**WHAT YOU HAVE TO DO**
Rescale the rows below by repeating every line, requests included, with each bounding-box coordinate in the answers multiplied by 0.65 and rounded to a whole number, halves rounded up. Omit the pictures from your output.

**DATA FOR THE TASK**

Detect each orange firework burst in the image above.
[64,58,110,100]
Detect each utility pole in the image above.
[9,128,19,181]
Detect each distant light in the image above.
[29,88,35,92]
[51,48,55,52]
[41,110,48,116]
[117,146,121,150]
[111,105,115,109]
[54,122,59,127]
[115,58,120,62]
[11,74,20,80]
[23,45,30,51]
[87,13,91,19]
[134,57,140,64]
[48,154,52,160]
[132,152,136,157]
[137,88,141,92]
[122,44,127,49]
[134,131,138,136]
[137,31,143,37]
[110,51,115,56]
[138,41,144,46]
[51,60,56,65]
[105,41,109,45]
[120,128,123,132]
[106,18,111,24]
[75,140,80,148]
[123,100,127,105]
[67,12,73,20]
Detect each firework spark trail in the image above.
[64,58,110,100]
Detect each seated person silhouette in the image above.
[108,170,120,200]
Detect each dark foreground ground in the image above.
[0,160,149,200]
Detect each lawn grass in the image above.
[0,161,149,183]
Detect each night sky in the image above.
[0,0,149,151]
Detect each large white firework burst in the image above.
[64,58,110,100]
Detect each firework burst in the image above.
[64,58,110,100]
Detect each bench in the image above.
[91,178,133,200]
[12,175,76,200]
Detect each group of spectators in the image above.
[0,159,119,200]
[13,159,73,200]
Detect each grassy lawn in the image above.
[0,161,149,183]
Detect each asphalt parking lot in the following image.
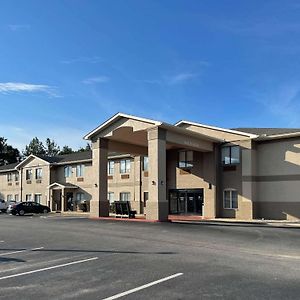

**ANSWER TO THE PROBLEM**
Detect each orange firework burst in the image above.
[42,38,72,65]
Detect each utility pole in the image above.
[6,83,12,118]
Detect each distant light in the image above.
[19,57,23,60]
[33,31,36,34]
[27,72,31,75]
[76,95,79,98]
[72,68,75,71]
[35,79,38,83]
[75,38,78,40]
[7,48,13,52]
[15,29,20,33]
[57,8,59,12]
[87,37,91,42]
[31,100,34,104]
[86,99,88,102]
[89,57,92,60]
[79,29,83,32]
[87,85,90,88]
[89,20,93,24]
[72,33,75,36]
[90,27,94,30]
[33,39,36,42]
[68,27,71,29]
[78,83,80,86]
[69,12,72,16]
[49,91,52,96]
[80,65,83,68]
[44,8,47,13]
Detect each firework spark trail in the image above.
[42,38,72,65]
Detect each seated person silhouette in the image above.
[70,111,78,130]
Detect each dark foreground ground in the image above.
[0,104,97,130]
Detect each lawn grass in the image above.
[0,105,97,119]
Detect each night sky in the image above.
[0,0,97,98]
Detect each large white firework burst in the image above.
[42,38,72,65]
Detect each firework burst in the image above.
[42,38,72,65]
Detect each bench in the image above.
[59,116,86,130]
[8,114,49,130]
Detect each group of spectators in the image above.
[0,103,77,130]
[8,103,47,130]
Detect each grassy lawn in the image above.
[0,105,97,119]
Detect each asphalt parking lot in the following image.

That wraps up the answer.